**EXERCISE:**
Answer these questions using the passage on Oregon spotted frog conservation below.
(a) How many tadpoles were released into a suitable native habitat?
(b) Where were the other 160 tadpoles transferred?
(c) Since what year has the Vancouver Aquarium raised more than 21,000 Oregon spotted frog tadpoles for release?

**EXTRACT TO READ:**
Conservation efforts for the local population of Oregon spotted frogs – the most endangered amphibian in Canada – are taking a leap in the right direction. In addition to encouraging findings from the field, the Vancouver Aquarium®, an Ocean Wise® initiative, raised and transferred 1,400 tadpoles to B.C.’s Fraser Valley on Tuesday, April 23. 1,240 tadpoles were released into a suitable native habitat and 160 were transferred to the Greater Vancouver Zoo where they will continue to grow before being released to the same site this fall. Working in close collaboration with Amphibian Ark (AArk) and the Oregon Spotted Frog Recovery Team, the Vancouver Aquarium has raised more than 21,000 Oregon spotted frog tadpoles for release since 2010.

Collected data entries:
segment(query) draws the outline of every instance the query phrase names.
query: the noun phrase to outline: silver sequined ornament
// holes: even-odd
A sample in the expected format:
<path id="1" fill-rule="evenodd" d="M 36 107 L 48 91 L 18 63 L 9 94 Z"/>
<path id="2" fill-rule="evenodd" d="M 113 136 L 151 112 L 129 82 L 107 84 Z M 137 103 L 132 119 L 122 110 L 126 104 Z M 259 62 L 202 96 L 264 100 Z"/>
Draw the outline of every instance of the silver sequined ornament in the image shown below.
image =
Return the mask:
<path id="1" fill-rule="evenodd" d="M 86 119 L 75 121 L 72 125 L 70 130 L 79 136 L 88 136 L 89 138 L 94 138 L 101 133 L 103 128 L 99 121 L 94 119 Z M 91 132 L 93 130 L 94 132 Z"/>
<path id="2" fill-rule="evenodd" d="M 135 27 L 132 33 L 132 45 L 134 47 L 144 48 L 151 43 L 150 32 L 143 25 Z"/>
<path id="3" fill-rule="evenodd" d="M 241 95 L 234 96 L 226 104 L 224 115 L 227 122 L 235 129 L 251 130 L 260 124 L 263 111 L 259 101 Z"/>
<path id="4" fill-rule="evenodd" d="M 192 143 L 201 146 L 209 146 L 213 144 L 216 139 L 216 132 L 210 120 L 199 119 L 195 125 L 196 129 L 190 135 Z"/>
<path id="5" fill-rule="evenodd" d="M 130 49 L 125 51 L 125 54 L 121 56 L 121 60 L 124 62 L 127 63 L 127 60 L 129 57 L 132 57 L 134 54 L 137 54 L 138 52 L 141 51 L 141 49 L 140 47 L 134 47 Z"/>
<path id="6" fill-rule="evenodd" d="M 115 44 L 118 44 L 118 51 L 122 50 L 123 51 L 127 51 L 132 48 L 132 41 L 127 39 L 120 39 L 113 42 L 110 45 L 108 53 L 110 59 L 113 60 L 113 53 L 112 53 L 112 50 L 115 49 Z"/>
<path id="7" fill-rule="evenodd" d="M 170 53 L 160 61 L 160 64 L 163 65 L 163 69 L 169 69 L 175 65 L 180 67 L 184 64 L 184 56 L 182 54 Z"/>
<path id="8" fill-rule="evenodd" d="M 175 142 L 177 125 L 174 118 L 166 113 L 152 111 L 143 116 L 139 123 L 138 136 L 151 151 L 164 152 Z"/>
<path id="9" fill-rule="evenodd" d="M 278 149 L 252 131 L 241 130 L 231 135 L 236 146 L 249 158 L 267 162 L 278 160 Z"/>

**YOUR RESPONSE:**
(a) 1,240 tadpoles were released.
(b) They were transferred to the Greater Vancouver Zoo.
(c) It has done so since 2010.